Leestekst>

Richtlijn herstel en beheer (water)bodemkwaliteit

Behandelen en bestemmen van baggerspecie, Chemische en thermische verwerkingstechnieken voor baggerspecie

De werking van chemische en thermische technieken voor baggerspecie berust op de volgende principes:

  1. het opheffen van bindingen tussen verontreinigingen en slibdeeltjes en het overbrengen van de verontreinigingen naar een vloeistof (extractie) of een gas (thermische desorptie);
  2. het onschadelijk maken van verontreinigende stoffen door een niet- microbiologisch gestimuleerde chemische omzetting (bijvoorbeeld oxideren of reduceren).

Overigens wordt onder thermische verwerking in dit geval niet de thermische immobilisatie van baggerspecie verstaan. Deze techniek wordt elders in de richtlijn beschreven.

Thermische desorptie
Thermische desorptie is een proces waarbij verontreinigende stoffen worden verwijderd door middel van verdamping. Hiertoe is het nodig dat de kookpunten van de betreffende stoffen worden bereikt. Temperaturen van 500 tot 600 °C blijken in de praktijk voldoende voor een reinigingsrendement van meer dan 99%. Bij het proces ontstaat een verontreinigde gasstroom, die moet worden nabehandeld.

Studievragen>
- a) Welke temperaturen blijken volgens de tekst over verwerkingstechnieken voor baggerspecie in de praktijk voldoende voor een reinigingsrendement van meer dan 99%?
- b) Leg met de tekst over verwerkingstechnieken voor baggerspecie uit waarom bij thermische desorptie de kookpunten van de verontreinigende stoffen bereikt moeten worden.
- c) Vervolg de tekst over verwerkingstechnieken voor baggerspecie na de laatste zin.

Beeldgebonden aanwijsgegevens:
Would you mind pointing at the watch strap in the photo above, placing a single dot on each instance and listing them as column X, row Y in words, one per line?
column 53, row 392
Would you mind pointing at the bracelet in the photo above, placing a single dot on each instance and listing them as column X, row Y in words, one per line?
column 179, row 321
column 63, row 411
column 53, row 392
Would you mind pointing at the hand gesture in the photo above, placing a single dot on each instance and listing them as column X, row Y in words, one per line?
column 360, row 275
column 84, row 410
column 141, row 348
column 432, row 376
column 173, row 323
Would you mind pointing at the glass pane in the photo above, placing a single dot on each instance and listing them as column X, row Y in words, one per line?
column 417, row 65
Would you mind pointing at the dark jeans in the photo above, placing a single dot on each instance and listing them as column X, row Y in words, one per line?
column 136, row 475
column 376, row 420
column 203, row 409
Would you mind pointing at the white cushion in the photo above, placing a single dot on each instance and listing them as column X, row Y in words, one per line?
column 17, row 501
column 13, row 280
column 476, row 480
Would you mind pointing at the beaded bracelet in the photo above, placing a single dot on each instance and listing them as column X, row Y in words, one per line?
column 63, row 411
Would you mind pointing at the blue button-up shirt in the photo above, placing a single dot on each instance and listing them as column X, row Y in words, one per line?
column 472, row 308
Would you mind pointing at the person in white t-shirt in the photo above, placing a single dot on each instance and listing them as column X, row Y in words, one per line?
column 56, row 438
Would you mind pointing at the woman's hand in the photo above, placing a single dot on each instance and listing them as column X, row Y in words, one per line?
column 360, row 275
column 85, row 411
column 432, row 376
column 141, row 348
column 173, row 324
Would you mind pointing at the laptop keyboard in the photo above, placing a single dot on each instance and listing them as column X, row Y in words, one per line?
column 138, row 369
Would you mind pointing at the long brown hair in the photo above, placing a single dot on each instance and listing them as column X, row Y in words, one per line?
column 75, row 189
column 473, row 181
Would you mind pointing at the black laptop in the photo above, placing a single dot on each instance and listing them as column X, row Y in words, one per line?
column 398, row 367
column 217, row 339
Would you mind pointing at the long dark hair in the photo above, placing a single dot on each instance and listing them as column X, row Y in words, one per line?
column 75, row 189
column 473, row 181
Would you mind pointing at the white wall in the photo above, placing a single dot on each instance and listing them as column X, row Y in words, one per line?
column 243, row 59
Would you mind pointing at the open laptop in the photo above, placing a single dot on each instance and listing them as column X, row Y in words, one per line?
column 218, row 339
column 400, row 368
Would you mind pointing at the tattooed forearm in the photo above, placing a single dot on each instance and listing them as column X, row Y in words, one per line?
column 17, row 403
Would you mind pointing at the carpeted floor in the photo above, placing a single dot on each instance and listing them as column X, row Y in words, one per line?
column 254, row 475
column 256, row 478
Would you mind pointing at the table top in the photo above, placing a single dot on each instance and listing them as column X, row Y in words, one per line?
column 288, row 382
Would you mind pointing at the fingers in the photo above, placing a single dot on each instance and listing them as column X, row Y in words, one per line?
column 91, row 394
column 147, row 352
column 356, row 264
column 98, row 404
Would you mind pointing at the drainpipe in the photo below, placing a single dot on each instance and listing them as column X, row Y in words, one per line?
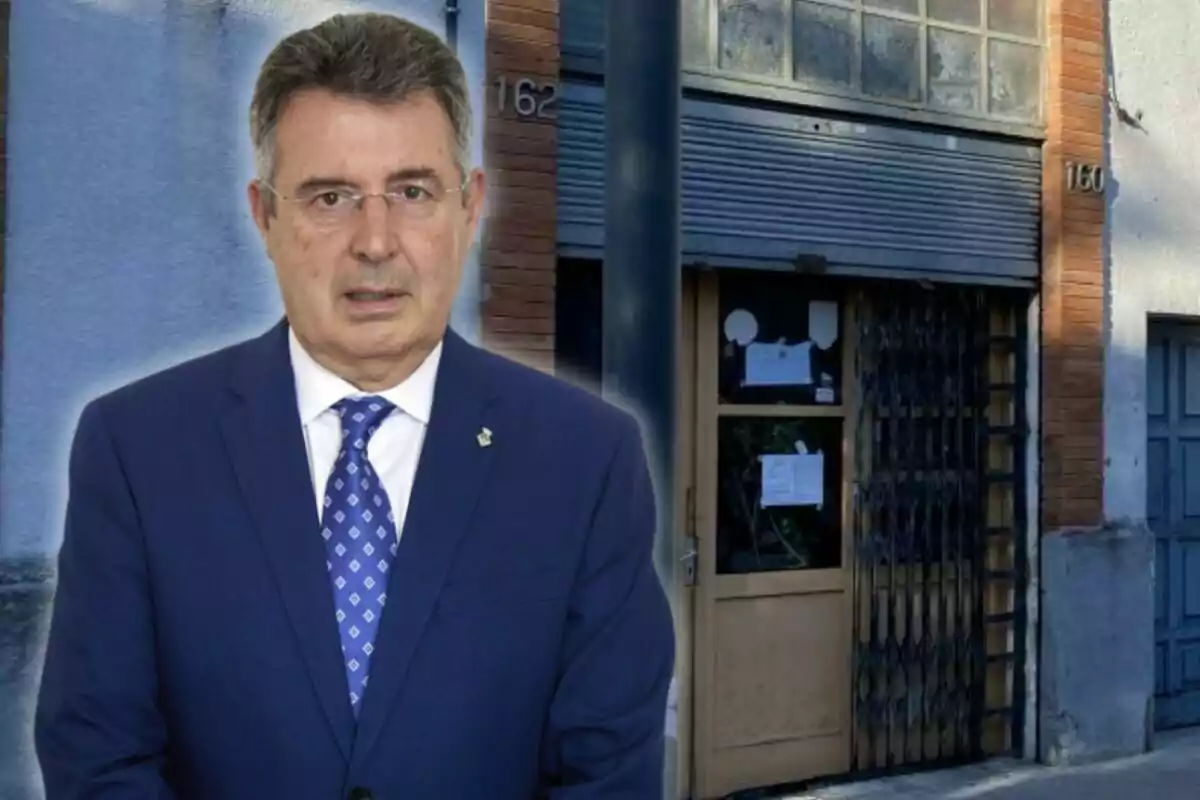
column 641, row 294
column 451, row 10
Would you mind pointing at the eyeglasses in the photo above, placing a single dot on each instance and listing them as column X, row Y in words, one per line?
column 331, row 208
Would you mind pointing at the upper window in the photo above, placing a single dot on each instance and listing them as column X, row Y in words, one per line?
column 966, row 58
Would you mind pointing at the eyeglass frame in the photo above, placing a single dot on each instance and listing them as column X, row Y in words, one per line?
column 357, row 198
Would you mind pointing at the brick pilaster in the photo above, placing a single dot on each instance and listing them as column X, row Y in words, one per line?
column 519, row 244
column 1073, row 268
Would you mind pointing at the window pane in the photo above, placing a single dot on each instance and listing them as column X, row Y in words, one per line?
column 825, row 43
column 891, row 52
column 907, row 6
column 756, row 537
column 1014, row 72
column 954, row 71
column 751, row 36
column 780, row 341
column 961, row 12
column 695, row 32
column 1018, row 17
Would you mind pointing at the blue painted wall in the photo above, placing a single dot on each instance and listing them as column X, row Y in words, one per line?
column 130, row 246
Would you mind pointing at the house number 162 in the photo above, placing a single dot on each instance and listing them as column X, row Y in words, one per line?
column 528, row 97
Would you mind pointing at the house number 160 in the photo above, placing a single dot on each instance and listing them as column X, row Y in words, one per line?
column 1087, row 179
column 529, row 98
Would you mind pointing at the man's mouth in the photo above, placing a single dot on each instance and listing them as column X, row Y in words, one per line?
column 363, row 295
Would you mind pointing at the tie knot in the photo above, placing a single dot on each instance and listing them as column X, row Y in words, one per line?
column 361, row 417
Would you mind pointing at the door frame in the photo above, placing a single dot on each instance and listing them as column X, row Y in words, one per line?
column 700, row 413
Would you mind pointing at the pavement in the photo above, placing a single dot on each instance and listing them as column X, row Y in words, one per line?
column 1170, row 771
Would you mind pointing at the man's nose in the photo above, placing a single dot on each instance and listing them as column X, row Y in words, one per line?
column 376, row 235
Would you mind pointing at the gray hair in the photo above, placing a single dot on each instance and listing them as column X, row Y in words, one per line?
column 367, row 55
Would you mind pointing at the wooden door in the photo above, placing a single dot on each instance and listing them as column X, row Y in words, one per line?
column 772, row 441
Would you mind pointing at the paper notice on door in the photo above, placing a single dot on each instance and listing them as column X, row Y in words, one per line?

---

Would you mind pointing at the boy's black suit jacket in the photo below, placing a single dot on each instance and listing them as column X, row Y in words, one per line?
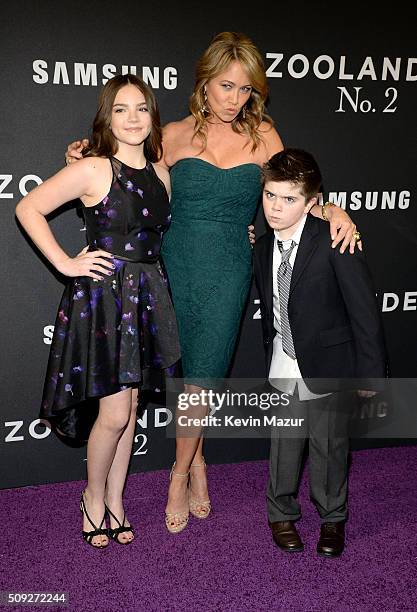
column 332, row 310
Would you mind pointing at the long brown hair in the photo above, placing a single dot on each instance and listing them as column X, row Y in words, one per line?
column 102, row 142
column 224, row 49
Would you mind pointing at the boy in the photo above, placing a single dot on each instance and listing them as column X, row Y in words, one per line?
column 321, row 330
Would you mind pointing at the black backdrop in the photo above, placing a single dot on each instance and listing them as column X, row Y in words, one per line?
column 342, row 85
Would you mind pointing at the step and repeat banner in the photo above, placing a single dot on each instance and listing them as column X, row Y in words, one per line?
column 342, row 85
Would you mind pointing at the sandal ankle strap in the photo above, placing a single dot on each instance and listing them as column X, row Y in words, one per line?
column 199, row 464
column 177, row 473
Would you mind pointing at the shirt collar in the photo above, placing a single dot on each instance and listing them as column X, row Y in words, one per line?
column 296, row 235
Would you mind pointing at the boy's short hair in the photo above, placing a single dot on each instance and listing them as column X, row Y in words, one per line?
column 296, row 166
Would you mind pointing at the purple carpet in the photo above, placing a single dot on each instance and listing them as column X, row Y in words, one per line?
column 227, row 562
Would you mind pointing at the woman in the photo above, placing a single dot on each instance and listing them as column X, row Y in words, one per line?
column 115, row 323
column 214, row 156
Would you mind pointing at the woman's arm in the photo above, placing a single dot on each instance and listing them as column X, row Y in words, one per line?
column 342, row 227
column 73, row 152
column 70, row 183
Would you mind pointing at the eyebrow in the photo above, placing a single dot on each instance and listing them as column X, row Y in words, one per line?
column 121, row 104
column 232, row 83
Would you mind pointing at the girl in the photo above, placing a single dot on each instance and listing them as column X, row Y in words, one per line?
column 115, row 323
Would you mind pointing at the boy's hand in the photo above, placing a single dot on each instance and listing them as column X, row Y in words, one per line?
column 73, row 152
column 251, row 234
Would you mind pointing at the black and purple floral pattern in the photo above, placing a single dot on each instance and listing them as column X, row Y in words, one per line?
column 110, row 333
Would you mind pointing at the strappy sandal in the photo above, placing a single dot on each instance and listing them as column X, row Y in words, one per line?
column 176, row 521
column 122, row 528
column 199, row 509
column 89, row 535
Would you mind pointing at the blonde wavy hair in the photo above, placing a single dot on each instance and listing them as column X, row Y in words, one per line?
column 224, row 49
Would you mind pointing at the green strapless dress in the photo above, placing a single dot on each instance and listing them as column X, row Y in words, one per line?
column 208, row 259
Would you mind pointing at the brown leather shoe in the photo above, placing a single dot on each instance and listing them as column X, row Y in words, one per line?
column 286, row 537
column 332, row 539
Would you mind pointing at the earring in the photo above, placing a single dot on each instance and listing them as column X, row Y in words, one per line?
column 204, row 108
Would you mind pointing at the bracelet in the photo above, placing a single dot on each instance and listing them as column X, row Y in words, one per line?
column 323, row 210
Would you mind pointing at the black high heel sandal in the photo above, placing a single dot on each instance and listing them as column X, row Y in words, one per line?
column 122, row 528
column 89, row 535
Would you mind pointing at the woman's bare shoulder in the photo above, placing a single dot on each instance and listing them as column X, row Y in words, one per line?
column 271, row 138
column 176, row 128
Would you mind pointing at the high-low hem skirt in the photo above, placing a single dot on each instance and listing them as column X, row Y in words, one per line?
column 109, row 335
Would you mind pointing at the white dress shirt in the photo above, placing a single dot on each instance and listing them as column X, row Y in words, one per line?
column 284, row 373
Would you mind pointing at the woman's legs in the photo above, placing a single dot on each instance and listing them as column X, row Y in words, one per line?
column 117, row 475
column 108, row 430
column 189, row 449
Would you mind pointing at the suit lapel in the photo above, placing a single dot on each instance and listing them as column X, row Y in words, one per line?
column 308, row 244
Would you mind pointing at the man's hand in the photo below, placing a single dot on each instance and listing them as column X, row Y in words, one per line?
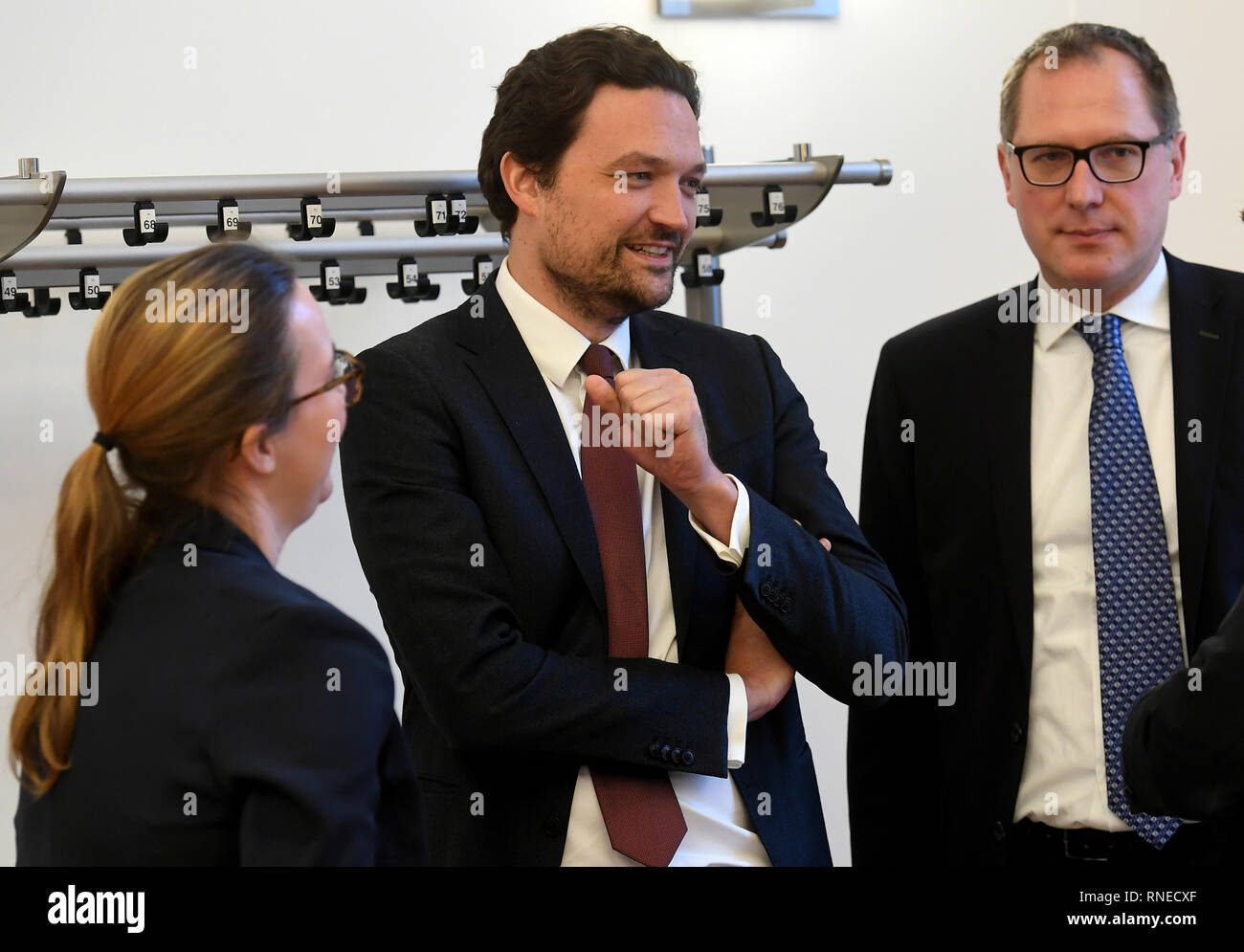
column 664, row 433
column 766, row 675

...

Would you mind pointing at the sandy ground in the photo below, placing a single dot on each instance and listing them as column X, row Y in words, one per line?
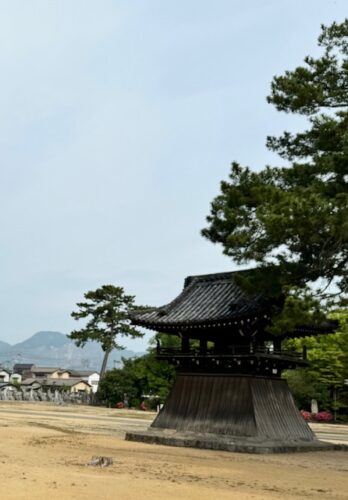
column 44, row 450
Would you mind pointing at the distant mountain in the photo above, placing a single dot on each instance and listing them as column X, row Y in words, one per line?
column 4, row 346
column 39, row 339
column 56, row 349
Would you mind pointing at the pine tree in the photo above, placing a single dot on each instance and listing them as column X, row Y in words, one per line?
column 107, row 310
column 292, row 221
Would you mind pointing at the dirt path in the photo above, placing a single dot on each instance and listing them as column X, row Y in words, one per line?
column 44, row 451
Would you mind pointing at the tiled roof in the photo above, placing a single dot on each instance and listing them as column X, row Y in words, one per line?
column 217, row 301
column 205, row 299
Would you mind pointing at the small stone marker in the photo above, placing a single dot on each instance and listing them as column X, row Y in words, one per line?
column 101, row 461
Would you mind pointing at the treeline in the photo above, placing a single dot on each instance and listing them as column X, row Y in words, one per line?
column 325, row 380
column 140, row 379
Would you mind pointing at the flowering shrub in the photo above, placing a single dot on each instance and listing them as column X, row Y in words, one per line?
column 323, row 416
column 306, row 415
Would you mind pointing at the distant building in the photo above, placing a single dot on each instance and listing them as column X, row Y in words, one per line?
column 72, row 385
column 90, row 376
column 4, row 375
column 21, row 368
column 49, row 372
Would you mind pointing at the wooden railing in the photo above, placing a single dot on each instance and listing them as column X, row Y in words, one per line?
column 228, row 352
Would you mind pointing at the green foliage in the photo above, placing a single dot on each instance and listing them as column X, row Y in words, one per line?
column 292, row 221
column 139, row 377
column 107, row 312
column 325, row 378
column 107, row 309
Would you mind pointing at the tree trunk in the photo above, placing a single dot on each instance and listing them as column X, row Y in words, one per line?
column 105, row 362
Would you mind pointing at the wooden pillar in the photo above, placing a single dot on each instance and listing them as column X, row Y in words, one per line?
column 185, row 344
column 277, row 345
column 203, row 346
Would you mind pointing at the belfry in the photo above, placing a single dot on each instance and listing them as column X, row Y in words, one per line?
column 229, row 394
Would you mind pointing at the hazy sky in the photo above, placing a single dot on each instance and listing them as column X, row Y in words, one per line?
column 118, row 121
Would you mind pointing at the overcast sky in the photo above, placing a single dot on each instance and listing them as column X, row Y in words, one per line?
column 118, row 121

Antwoorden oefeningen>
- a) Temperaturen van 500 tot 600 °C.

- b) Bij thermische desorptie worden de verontreinigende stoffen verwijderd door ze te laten verdampen. Daarvoor moeten de kookpunten van die stoffen worden bereikt.

- c)
Extractie met complexvormers
Complexvormers zijn stoffen die metaalachtige, oplosbare complexen vormen met metalen. Na de extractietijd wordt de oplossing van het slib afgescheiden en kan worden opgewerkt of afgevoerd. Ook hierbij geldt dat van tevoren beluchten van het mengsel het rendement sterk zou kunnen verhogen. Deze uitvoeringsvorm heeft in de praktijk (nog) geen toepassing gevonden.

Bacteriële uitloging
Het principe berust op het oplossen van metalen door bacteriële oxidatie van de verbindingen of het vormen van extractiemiddelen door de bacteriën. Er zijn hiervoor meerdere systemen, echter niet gecombineerd mogelijk. Voorbeelden zijn: het vormen van melkzuur door Lactobacteriën waarbij het melkzuur op zich als extractie en complexerend middel wordt gebruikt, en het vormen van zwavelzuur door Thiobacilli. Na de behandeling wordt de oplossing van het slib afgescheiden. Deze uitvoeringsvorm is om verschillende redenen niet ontwikkeld naar toepassingen in de praktijk.

Solventextractie
Solventextractie is een techniek, waarbij de aan het slib gebonden organische verontreinigende stoffen worden opgelost in een organisch oplosmiddel. Dit oplosmiddel moet enigszins met water mengbaar zijn onder specifieke omstandigheden. De beste mogelijkheden biedt een oplosmiddel die binnen een beperkt temperatuurstraject mengbaar is met water. Na de extractie worden sediment en oplosmiddel met daarin de verontreinigende stoffen gescheiden en ten slotte wordt het oplosmiddel geregenereerd, bijvoorbeeld door destillatie.

Natte luchtoxidatie
Het waterige slib wordt onder hoge druk gebracht (circa 100 bar) en tot een oxidatietemperatuur van circa 300 °C verwarmd. Door de hoge druk zal de vloeistof niet gaan koken. Gedurende dit proces wordt het slib met zuurstof geïnjecteerd. De restproducten bestaan voornamelijk uit water, CO2-gas en as. Nabehandeling van het gas is soms noodzakelijk.

Deze technieken zijn tot op heden niet of nauwelijks op praktijkschaal toegepast.